*Work task*. All lines with the word "brown" in the material below are required.
Top of Available data
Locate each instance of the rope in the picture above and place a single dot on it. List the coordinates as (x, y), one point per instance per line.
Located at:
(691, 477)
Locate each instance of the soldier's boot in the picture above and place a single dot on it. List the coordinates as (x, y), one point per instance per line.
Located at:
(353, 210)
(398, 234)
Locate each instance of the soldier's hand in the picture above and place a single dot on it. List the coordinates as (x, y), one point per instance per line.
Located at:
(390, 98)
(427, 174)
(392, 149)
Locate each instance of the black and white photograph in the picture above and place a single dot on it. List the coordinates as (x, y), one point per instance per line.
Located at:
Bottom of Available data
Top of Available data
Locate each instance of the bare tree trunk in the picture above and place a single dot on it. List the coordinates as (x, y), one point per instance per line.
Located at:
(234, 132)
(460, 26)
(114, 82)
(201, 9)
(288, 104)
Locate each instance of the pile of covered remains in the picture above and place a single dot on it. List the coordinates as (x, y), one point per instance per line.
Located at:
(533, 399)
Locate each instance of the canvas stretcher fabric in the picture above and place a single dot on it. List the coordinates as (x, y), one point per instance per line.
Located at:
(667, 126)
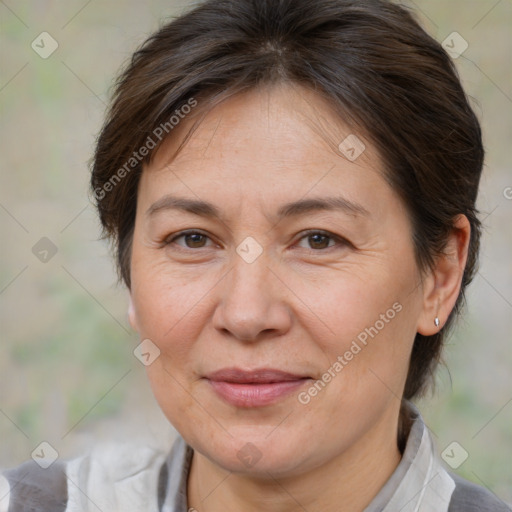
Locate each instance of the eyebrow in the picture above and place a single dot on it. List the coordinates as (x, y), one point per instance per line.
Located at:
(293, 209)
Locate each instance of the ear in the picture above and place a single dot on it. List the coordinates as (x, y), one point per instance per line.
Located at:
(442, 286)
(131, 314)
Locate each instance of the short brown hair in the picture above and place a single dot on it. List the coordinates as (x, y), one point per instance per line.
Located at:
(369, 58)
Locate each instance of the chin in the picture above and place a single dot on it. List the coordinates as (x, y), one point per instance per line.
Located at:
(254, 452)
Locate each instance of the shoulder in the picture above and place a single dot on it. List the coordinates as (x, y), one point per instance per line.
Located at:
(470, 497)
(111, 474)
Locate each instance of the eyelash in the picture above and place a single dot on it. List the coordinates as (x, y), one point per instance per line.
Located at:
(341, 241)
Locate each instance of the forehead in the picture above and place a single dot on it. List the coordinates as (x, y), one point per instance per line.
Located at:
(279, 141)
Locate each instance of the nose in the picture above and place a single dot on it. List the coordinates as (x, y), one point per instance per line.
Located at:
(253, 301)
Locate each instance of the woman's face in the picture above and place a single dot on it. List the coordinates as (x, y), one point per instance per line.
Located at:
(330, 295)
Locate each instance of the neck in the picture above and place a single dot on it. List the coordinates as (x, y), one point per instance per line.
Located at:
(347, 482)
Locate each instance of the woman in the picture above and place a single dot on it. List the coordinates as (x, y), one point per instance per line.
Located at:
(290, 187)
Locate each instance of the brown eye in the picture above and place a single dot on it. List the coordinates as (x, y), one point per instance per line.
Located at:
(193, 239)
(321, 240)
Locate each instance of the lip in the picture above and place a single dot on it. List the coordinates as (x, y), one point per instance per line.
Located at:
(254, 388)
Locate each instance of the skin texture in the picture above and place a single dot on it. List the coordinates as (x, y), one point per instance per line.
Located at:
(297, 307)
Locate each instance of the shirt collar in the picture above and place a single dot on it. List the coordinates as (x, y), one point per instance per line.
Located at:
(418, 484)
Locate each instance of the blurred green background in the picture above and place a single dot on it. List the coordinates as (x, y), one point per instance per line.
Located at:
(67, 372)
Bottom of Available data
*Exercise answer*.
Locate each instance of the short brown hair in the picture above and place a single dot on it. List the coordinates as (x, y), one point per instance per line.
Locate each instance of the brown eye in the picture above and place a single dot on it. List the coordinates as (x, y), one point per instance per line.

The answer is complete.